*Stated exercise*: Rewrite the data below with "marker" changed to "dot" everywhere and nothing else altered, leaving out the pictures.

Dataset records
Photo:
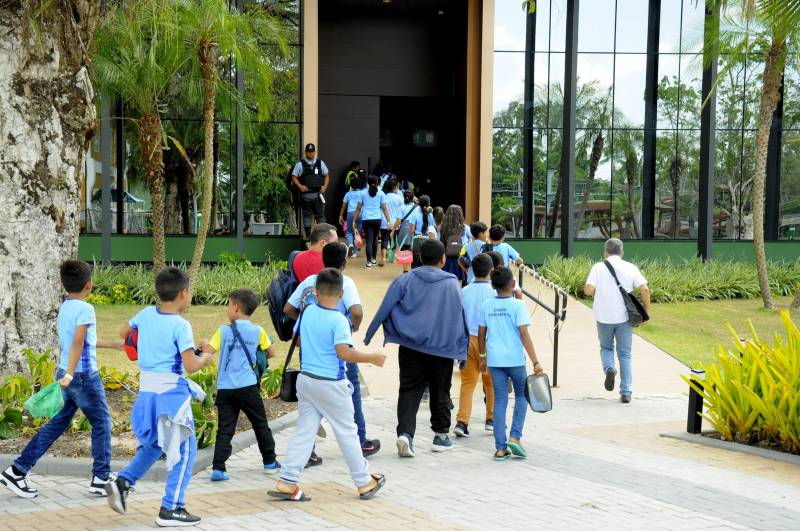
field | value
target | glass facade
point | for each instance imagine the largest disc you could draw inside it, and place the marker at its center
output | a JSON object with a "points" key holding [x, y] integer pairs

*Exercise answer*:
Photo:
field | value
target | glass facade
point | for each instance imagine the largest disc you could draw inside it, and place the dot at its center
output | a JSON object with a "points" key holding [x, y] integer pairs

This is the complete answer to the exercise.